### Exercise aim
From the line that includes "In this exercise you will mark the bird" to the last line of the records, inclusive, repeat each line exactly.

───── Record excerpts ─────

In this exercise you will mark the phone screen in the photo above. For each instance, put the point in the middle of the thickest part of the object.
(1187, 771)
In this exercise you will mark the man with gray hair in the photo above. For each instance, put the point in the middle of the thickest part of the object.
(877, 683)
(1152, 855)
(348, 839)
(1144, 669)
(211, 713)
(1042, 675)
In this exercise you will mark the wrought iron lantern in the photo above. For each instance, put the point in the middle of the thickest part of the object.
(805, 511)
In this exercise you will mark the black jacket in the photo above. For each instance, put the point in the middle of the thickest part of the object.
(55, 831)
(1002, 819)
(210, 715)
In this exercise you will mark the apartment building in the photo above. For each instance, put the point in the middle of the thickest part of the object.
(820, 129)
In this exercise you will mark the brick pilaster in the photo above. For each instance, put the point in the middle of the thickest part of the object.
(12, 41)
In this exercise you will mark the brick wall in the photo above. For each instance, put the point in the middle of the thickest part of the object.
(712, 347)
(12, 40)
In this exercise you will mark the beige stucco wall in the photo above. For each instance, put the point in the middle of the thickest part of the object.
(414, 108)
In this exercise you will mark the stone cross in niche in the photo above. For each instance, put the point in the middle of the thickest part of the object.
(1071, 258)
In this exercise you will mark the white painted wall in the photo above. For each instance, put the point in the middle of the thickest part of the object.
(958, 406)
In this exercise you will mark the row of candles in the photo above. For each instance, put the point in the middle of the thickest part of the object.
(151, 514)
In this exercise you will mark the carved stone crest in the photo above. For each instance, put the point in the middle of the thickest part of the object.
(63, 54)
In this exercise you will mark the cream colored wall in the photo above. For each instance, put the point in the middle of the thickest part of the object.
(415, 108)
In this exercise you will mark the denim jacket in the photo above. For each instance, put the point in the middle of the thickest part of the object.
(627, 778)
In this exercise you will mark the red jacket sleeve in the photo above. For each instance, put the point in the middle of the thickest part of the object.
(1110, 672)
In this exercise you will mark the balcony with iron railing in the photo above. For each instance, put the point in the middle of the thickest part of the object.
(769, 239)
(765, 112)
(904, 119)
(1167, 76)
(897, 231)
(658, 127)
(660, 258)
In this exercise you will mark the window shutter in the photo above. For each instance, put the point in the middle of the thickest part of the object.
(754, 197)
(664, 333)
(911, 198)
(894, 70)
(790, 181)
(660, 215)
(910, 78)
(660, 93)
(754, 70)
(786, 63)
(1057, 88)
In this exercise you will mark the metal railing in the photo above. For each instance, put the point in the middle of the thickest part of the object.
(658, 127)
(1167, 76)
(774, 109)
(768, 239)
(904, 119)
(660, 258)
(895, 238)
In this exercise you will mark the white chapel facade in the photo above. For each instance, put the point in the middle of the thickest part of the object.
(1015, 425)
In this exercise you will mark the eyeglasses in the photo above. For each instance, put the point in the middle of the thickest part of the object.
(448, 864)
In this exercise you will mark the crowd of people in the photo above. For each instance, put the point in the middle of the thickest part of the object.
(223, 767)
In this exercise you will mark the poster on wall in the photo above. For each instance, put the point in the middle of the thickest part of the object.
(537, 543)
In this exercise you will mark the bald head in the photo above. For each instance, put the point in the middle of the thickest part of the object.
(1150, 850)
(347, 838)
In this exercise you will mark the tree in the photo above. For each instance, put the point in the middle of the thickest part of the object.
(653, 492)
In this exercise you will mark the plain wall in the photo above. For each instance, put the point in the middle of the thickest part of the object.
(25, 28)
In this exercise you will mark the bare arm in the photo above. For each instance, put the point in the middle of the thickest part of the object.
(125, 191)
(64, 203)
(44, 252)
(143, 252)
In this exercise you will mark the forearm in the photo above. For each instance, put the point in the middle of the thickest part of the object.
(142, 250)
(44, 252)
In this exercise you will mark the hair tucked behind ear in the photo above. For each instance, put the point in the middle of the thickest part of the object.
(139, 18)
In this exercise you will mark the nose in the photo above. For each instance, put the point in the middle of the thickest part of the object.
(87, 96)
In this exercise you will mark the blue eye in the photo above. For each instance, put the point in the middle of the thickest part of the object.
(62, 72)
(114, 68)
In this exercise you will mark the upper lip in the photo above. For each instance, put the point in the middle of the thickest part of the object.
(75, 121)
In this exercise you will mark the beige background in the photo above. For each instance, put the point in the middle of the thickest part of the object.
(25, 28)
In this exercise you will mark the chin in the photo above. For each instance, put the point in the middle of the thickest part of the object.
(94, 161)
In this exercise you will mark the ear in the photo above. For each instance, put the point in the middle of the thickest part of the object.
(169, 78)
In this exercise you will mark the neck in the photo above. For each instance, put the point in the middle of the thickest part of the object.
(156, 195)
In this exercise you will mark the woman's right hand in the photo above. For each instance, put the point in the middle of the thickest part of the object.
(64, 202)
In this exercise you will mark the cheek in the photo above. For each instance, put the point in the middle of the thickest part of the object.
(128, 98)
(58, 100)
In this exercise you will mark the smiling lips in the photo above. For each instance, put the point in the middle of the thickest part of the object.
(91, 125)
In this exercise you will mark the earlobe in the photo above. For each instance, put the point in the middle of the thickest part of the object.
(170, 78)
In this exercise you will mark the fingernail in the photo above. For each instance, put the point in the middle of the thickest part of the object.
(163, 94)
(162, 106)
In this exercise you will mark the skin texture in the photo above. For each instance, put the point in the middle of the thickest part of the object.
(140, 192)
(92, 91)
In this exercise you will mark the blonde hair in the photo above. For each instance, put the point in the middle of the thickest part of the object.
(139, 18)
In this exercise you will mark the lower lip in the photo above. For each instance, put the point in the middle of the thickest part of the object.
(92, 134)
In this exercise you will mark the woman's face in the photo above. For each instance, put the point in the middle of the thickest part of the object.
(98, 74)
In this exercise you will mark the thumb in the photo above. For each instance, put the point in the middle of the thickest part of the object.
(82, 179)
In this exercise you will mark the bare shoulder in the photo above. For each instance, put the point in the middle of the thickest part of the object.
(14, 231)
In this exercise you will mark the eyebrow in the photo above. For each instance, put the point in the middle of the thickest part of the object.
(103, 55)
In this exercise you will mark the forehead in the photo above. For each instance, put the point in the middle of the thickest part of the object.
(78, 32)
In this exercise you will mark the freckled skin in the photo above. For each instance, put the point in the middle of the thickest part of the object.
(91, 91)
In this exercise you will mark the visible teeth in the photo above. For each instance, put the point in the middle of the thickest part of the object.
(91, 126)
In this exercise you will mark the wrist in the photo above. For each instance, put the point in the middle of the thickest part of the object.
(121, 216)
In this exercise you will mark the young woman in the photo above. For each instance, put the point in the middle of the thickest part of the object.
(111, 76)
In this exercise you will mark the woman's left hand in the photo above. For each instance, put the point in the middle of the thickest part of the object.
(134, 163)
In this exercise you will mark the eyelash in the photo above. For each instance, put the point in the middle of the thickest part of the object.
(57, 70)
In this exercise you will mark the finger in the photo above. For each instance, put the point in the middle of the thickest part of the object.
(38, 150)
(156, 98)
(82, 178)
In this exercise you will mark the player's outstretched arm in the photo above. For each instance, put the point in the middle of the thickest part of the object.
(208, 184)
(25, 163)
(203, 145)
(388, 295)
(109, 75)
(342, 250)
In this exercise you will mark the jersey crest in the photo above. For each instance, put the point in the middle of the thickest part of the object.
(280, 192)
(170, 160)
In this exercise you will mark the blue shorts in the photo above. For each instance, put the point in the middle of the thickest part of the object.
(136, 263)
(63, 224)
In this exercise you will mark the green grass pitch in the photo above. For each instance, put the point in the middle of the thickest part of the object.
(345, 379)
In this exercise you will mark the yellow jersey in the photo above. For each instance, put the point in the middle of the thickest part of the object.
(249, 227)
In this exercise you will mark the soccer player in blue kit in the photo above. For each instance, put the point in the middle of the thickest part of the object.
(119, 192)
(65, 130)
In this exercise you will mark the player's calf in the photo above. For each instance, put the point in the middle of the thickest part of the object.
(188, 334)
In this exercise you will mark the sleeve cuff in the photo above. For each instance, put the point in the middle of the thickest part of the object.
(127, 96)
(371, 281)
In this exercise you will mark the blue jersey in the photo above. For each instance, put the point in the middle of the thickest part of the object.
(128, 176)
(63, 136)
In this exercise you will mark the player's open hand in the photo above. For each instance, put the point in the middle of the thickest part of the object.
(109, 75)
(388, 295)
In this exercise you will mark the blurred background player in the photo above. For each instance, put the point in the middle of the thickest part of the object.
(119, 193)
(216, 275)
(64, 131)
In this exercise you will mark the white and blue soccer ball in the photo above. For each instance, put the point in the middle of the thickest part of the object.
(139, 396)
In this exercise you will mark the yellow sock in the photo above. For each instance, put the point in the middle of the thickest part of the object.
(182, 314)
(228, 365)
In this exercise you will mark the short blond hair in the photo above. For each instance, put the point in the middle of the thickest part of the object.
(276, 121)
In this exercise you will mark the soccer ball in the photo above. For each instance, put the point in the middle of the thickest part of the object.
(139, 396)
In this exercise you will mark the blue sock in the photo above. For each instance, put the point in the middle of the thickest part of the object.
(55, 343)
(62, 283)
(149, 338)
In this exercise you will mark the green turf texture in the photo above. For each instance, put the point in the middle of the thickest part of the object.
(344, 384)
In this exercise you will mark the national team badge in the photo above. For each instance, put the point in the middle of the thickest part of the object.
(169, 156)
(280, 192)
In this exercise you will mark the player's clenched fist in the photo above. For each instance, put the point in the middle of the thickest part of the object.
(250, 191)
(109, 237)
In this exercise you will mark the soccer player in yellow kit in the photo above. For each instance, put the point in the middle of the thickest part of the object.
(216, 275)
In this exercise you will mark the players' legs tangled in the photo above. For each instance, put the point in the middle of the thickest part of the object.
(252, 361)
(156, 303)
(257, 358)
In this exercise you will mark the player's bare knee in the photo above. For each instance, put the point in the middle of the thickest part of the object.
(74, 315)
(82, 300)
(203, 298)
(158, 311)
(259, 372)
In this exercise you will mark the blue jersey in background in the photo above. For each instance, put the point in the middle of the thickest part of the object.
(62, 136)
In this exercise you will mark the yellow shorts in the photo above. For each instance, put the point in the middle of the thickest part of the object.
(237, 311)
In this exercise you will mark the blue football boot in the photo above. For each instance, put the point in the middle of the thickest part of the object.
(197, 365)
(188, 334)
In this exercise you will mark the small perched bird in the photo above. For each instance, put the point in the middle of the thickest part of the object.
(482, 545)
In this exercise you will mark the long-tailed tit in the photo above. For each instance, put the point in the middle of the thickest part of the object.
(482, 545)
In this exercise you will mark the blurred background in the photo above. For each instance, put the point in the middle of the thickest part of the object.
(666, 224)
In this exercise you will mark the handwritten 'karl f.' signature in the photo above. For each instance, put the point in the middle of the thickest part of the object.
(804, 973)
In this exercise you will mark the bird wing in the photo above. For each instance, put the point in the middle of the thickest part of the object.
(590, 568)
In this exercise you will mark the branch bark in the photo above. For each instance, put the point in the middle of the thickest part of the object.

─────

### Worked solution
In this exercise you will mark the bird wing in the photo above. For each instance, put the point in the middle of the thickest part of the object.
(590, 568)
In this exercise you will mark the branch bark in the photo above. For each instance, put the point in the middle of the thickest part of the object.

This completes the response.